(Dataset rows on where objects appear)
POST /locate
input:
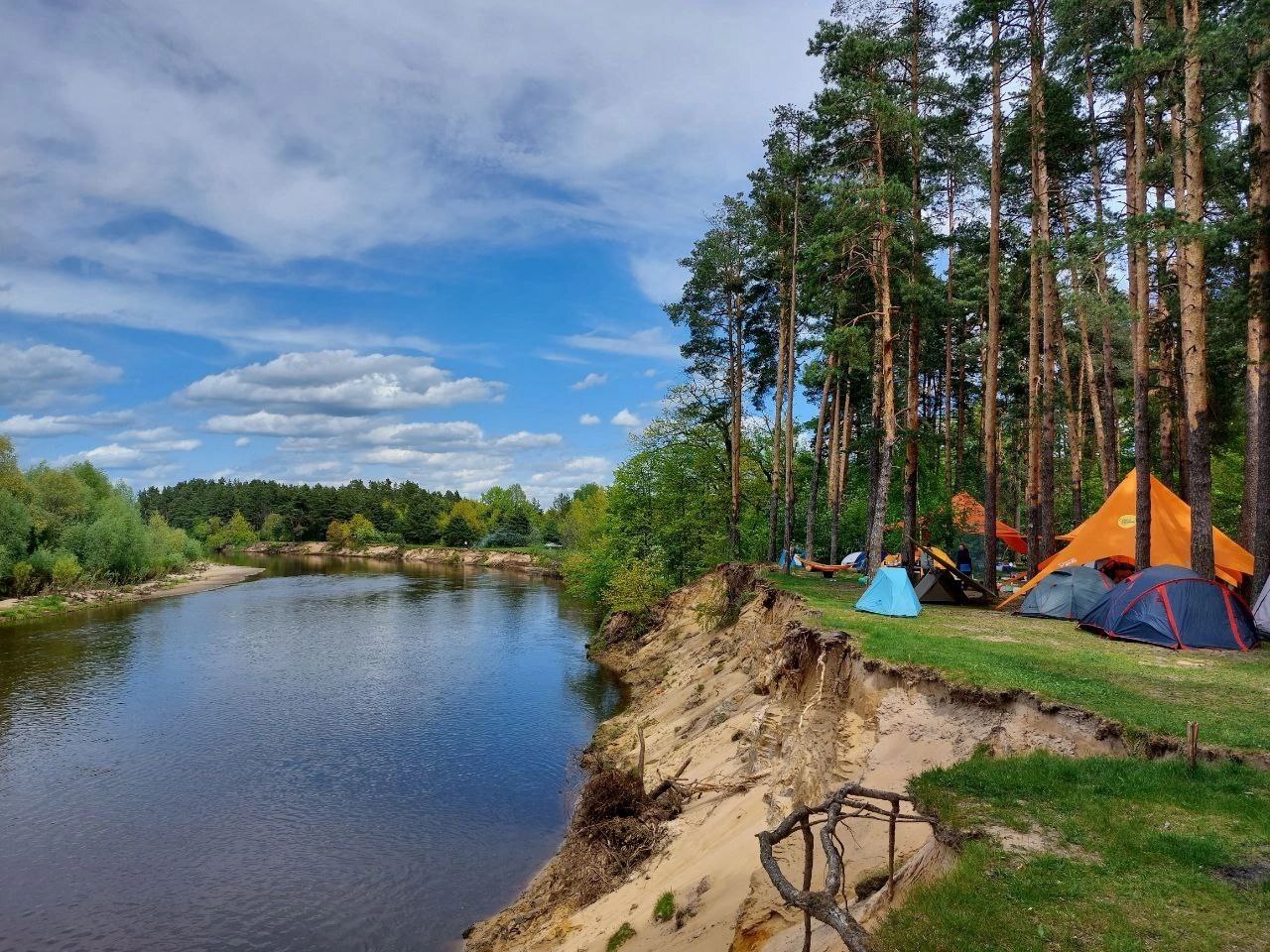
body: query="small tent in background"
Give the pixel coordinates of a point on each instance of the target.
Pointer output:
(890, 593)
(1066, 593)
(1112, 529)
(1261, 612)
(969, 516)
(798, 560)
(1174, 607)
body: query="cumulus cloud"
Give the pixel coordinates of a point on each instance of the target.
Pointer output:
(341, 382)
(62, 424)
(590, 380)
(44, 373)
(640, 343)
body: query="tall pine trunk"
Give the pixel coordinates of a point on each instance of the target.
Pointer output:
(1194, 318)
(1139, 302)
(992, 348)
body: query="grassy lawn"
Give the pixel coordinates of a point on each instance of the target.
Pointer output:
(1134, 855)
(35, 608)
(1144, 688)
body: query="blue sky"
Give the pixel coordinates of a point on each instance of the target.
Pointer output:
(329, 240)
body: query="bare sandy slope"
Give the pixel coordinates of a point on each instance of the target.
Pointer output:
(783, 715)
(203, 576)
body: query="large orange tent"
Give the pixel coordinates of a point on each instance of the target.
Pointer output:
(1111, 532)
(969, 517)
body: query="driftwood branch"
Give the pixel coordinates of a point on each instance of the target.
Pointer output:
(848, 802)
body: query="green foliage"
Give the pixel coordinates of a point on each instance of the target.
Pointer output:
(665, 907)
(636, 587)
(624, 934)
(1137, 855)
(275, 530)
(339, 535)
(361, 531)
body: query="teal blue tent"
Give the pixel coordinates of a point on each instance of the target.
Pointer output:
(890, 593)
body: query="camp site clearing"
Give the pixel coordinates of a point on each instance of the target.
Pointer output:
(1147, 689)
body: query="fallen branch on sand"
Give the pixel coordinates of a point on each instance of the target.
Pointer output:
(851, 801)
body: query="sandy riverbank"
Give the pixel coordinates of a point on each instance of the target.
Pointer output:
(202, 576)
(434, 555)
(767, 714)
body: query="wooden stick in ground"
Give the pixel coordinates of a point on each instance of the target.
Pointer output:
(808, 846)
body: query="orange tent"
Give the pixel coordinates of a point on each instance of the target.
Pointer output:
(969, 517)
(1111, 531)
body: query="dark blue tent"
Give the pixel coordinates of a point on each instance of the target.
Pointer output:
(1066, 593)
(1174, 607)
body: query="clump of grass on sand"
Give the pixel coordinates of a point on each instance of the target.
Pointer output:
(1124, 855)
(1144, 688)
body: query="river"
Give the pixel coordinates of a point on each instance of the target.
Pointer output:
(334, 756)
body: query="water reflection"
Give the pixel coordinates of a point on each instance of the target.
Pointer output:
(331, 757)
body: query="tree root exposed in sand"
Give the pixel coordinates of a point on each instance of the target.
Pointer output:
(849, 801)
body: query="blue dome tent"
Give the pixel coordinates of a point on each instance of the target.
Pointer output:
(1174, 607)
(1066, 593)
(890, 593)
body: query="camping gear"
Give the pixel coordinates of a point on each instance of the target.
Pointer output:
(856, 560)
(798, 560)
(826, 570)
(1110, 532)
(1174, 607)
(969, 517)
(947, 585)
(890, 593)
(1066, 593)
(1261, 612)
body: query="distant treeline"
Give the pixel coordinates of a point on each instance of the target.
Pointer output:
(226, 513)
(64, 527)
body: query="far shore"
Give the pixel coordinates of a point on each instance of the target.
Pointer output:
(203, 576)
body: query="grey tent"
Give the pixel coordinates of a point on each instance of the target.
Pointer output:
(1261, 612)
(1066, 593)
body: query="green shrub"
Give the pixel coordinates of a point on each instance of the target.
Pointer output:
(665, 909)
(636, 587)
(338, 534)
(66, 571)
(23, 578)
(361, 531)
(624, 934)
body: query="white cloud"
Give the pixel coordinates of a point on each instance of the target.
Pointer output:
(529, 440)
(341, 382)
(60, 425)
(661, 278)
(640, 343)
(236, 135)
(44, 373)
(109, 456)
(590, 380)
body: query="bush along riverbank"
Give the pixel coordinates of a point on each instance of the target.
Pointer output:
(1055, 824)
(64, 531)
(532, 562)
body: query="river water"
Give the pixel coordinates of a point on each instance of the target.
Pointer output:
(330, 757)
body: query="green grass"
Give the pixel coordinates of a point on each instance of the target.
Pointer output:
(1144, 688)
(37, 607)
(1133, 858)
(624, 934)
(665, 907)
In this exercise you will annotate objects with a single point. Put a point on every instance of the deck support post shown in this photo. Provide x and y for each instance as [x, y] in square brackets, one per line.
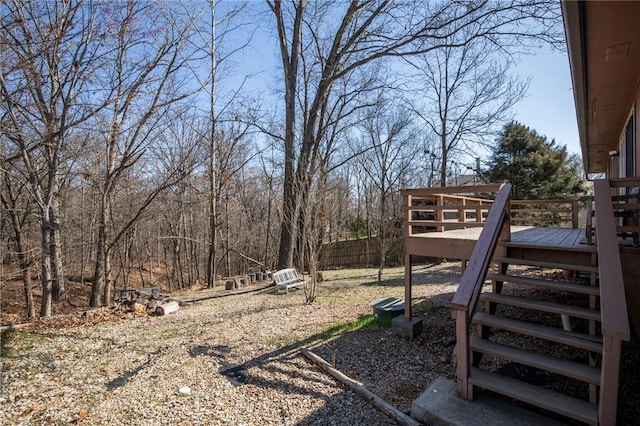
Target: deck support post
[610, 373]
[407, 286]
[465, 389]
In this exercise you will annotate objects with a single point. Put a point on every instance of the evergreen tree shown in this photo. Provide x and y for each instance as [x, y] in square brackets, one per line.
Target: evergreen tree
[535, 167]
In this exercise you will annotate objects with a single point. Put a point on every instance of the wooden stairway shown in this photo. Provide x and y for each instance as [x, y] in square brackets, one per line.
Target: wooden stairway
[543, 327]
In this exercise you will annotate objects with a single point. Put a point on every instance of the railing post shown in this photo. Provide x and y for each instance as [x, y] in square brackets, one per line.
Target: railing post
[440, 212]
[610, 371]
[462, 354]
[407, 286]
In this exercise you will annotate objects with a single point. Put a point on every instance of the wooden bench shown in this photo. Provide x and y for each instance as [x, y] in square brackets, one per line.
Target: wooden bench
[286, 279]
[131, 293]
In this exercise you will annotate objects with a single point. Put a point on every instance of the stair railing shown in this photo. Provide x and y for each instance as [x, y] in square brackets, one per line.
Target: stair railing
[613, 305]
[465, 300]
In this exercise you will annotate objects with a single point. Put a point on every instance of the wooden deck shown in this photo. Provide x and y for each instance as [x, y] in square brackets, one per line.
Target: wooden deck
[459, 243]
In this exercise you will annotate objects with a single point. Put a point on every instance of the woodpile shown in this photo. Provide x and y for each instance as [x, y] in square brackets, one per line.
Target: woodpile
[145, 303]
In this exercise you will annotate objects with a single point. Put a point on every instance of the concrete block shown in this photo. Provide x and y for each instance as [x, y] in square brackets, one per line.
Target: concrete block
[440, 405]
[406, 328]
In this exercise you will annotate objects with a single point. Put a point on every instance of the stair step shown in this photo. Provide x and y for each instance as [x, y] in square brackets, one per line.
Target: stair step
[534, 395]
[538, 305]
[556, 365]
[544, 264]
[558, 335]
[556, 285]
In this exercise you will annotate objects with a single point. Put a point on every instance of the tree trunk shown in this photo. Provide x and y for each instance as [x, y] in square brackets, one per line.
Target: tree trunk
[45, 263]
[58, 283]
[99, 272]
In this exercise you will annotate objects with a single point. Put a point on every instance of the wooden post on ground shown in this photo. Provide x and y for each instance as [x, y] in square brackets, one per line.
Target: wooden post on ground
[388, 409]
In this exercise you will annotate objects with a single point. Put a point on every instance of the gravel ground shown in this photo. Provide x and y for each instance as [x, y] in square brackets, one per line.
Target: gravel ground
[235, 360]
[136, 371]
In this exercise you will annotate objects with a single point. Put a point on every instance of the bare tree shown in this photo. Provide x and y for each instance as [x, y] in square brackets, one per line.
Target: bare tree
[387, 132]
[145, 78]
[19, 211]
[340, 39]
[51, 53]
[465, 94]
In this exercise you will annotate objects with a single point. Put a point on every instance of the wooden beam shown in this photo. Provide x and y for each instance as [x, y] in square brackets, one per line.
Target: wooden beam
[398, 416]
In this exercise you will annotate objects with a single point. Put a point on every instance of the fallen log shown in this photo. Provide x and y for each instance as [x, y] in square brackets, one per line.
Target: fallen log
[380, 404]
[167, 308]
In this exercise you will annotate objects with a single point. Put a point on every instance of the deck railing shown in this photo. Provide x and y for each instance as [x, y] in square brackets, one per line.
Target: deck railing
[445, 208]
[557, 213]
[466, 298]
[613, 305]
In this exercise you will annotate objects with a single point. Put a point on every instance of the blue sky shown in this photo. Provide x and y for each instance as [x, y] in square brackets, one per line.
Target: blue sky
[549, 108]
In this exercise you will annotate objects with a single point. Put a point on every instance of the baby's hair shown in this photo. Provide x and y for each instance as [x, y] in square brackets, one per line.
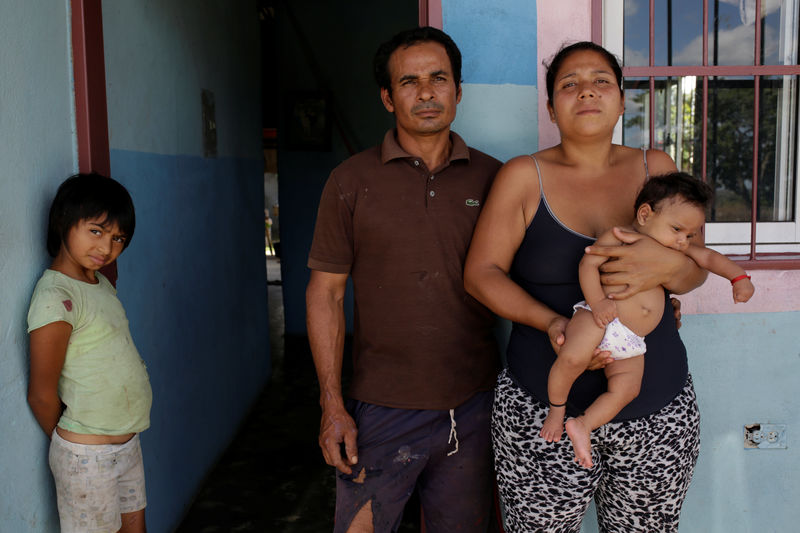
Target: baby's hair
[85, 196]
[674, 185]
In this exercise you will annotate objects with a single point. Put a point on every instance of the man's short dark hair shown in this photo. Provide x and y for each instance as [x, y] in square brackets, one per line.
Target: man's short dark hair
[677, 186]
[86, 196]
[408, 38]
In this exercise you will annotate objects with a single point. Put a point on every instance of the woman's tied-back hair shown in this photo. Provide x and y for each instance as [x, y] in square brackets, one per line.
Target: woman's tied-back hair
[85, 196]
[675, 185]
[568, 50]
[407, 38]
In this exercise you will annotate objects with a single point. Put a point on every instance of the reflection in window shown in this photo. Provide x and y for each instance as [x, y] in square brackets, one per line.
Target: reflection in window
[730, 117]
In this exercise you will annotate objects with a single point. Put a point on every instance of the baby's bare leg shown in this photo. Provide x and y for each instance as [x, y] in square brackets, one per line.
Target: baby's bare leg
[581, 338]
[624, 381]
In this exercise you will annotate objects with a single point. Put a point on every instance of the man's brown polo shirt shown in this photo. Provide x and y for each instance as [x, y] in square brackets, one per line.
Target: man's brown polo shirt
[402, 233]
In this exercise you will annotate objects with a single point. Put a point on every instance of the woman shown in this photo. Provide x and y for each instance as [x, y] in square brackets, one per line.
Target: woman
[542, 213]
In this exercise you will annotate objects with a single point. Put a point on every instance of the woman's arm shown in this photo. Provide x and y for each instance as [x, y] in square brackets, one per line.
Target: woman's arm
[508, 210]
[641, 263]
[604, 309]
[48, 351]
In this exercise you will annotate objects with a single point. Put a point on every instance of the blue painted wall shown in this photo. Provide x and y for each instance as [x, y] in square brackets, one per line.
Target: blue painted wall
[37, 153]
[193, 280]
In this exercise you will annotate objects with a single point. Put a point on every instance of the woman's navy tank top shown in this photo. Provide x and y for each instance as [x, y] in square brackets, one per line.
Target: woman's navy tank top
[546, 266]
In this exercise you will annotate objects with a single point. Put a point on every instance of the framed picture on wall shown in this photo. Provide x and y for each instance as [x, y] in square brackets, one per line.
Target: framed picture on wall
[308, 121]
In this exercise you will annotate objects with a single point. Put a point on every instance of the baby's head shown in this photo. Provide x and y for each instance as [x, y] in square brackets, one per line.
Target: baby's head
[89, 197]
[671, 209]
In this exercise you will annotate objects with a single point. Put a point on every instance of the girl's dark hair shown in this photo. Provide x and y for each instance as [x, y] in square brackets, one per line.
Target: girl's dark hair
[675, 185]
[85, 196]
[566, 51]
[404, 39]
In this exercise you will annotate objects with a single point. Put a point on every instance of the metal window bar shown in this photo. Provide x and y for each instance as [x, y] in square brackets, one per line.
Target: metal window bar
[706, 71]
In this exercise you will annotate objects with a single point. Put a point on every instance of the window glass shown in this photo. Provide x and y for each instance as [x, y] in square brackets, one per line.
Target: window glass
[636, 28]
[776, 145]
[678, 38]
[731, 33]
[779, 25]
[730, 147]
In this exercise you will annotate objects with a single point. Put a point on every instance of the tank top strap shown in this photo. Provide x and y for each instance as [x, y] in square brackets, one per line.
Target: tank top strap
[539, 174]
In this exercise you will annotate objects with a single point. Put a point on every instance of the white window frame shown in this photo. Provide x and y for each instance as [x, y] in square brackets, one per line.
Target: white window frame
[733, 238]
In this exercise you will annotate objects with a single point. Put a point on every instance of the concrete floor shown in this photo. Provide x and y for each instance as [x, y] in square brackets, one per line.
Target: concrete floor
[272, 477]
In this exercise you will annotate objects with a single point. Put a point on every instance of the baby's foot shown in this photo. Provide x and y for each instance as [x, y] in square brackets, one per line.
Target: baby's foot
[553, 426]
[579, 434]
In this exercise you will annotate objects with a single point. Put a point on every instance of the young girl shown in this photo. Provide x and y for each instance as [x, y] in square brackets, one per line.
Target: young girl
[671, 210]
[89, 389]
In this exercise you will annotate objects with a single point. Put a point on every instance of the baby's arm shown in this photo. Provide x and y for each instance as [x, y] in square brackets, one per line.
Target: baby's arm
[603, 309]
[720, 265]
[48, 351]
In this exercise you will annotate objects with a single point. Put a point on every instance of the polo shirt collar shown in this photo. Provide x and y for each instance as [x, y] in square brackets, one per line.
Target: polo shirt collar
[391, 149]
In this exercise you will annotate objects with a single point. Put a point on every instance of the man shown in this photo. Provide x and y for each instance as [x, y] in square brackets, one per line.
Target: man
[398, 219]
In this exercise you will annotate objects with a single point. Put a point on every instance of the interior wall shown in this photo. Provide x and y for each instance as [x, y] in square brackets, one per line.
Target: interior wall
[326, 45]
[37, 153]
[193, 280]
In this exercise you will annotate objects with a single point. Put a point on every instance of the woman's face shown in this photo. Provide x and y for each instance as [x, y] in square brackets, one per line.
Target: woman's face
[586, 96]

Exercise brief :: Begin at the line containing "of the interior" and reproduce each line through the end of the records above.

Answer to the problem ::
In this exercise you will annotate objects with a single point. Put a point on every instance of the interior wall shown in this photo. Provide x and y for each instance as [x, y] in square brackets, one per line.
Target: interior wall
[326, 45]
[37, 153]
[193, 280]
In this exercise you will annotate objects with a single point. Put a point on every instance of the woman's face shown in this photo. Provide x and y for each instance as [x, y] in square brackets, one per line.
Target: woman's face
[586, 96]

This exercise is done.